ARBEITSANWEISUNGEN:
[1] Beantworten Sie anhand des Textes über den Roman „Beerholms Vorstellung“ folgende Fragen:
(a) In welchem Jahr und bei welchem Verlag erschien der Roman erstmals?
(b) Wo schreibt Beerholm zu Beginn des Romans seine Lebensgeschichte nieder?
(c) In welchem Alter wird Beerholm in ein Schweizer Internat geschickt?
[2] Geben Sie den wesentlichen Inhalt des Textes über den Roman „Beerholms Vorstellung“ in zwei Sätzen wieder.
[3] Nennen Sie alle Personen, die im Text über den Roman „Beerholms Vorstellung“ mit Namen genannt werden.

SEITENAUSZUG:
┄┄┄┄┄┄┄┄┄┄

Beerholms Vorstellung

Roman von Daniel Kehlmann

Beerholms Vorstellung ist der Debütroman des deutsch-österreichischen Autors Daniel Kehlmann, den er im Alter von 22 Jahren verfasste. Der Roman erschien erstmals 1997 beim Deuticke Verlag und erzählt die Lebensgeschichte des Magiers Arthur Beerholm, der auf der Suche nach einer höheren, magischen Existenz ist. Für Beerholms Vorstellung erhielt Kehlmann 1998 den Förderpreis des Kulturkreises der deutschen Wirtschaft.[1]

Zu Beginn des Romans sitzt der neunundzwanzigjährige Protagonist Arthur Beerholm auf der Aussichtsterrasse eines Fernsehturms, auf die er einen Monat lang jeden Tag gekommen ist, um seine Lebensgeschichte niederzuschreiben. Diese Rückschau ist Inhalt der zwölf Kapitel, in denen der Protagonist als Ich-Erzähler chronologisch seinen bisherigen Lebensweg beschreibt. In seinem Bericht wendet sich der Erzähler wiederholt an eine Frau, die in seiner Erzählung auch an mehreren Stellen auftauchen wird, aber mysteriös im Hintergrund bleibt.

Beerholm wird nach der Geburt von seiner Mutter zur Adoption freigegeben, sein Vater ist unbekannt. Er kommt zu wohlhabenden Adoptiveltern, muss aber später als Kind beobachten, wie seine Adoptivmutter vom Blitz erschlagen wird. Mit zehn Jahren wird er in ein Schweizer Internat geschickt. Dort bringt er sich Kartentricks bei und scheint seine Berufung früh gefunden zu haben. Doch seine erste Vorstellung in der Schule ist ein Misserfolg. Nach dem Tod seines Adoptivvaters wird er von dessen zweiter Frau um sein Erbe gebracht.

Aufgrund der mathematischen Probleme mit der Unendlichkeit wendet sich Beerholm in seiner Jugend der Religion zu. Er beschließt Theologie zu studieren und empfängt sogar die niederen Weihen. Nach wochenlangen Exerzitien verzweifelt er und wandelt sich zum Zauberer, führt kleine Kunststücke vor und betrügt regelmäßig beim Pokerspiel. Schließlich drängt er sich dem großen Magier Jan von Rode als Schüler auf. Mit dessen Unterstützung wird Beerholm zu einem berühmten Täuschungskünstler.

┄┄┄┄┄┄┄┄┄┄

DATENAUSZUG:
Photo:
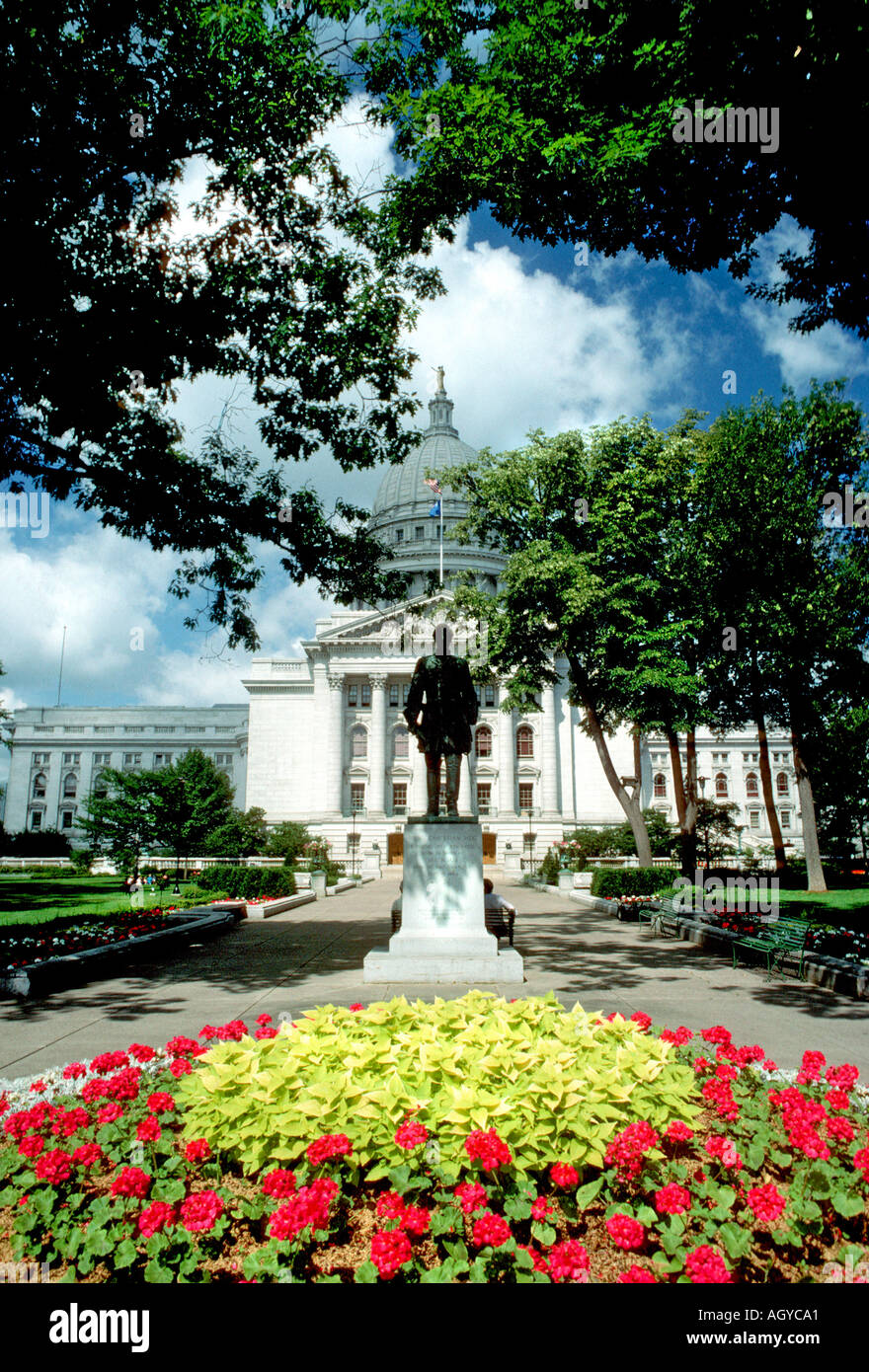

┄┄┄┄┄┄┄┄┄┄

ANTWORTEN:
[1]
(a) 1997 beim Deuticke Verlag
(b) Auf der Aussichtsterrasse eines Fernsehturms
(c) Mit zehn Jahren

[2] „Beerholms Vorstellung“ ist der 1997 beim Deuticke Verlag erschienene Debütroman Daniel Kehlmanns, für den er 1998 den Förderpreis des Kulturkreises der deutschen Wirtschaft erhielt. Darin schreibt der neunundzwanzigjährige Magier Arthur Beerholm auf der Aussichtsterrasse eines Fernsehturms seine Lebensgeschichte nieder, die von der Adoption über Internat und Theologiestudium bis zu seinem Aufstieg zum berühmten Täuschungskünstler mit der Unterstützung Jan von Rodes reicht.

[3] Daniel Kehlmann, Arthur Beerholm, Jan von Rode